— Begin —
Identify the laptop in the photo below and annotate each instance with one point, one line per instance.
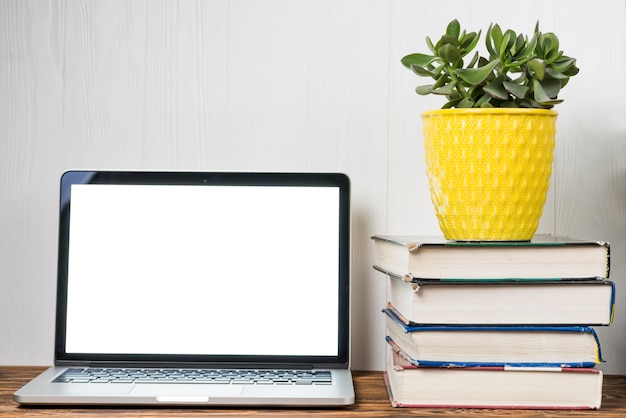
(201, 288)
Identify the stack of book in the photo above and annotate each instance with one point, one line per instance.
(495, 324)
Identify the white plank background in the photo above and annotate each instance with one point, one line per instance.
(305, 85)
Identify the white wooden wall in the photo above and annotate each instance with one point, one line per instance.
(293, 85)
— End —
— Begin —
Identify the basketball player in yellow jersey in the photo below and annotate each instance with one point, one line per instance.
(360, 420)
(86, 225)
— End —
## Stated goal
Pull out each line from the two blocks that contains the word "above" and copy it in full. Treat uppercase and lowercase as different.

## Complete answer
Identify the stack of book in the photo above and annotate each instance with one point, one line per instance.
Identify the white plank background in the photo above and annotate each instance with one point, one line per instance.
Identify the white wooden wall in the photo above and annotate each instance with one point, one line per instance.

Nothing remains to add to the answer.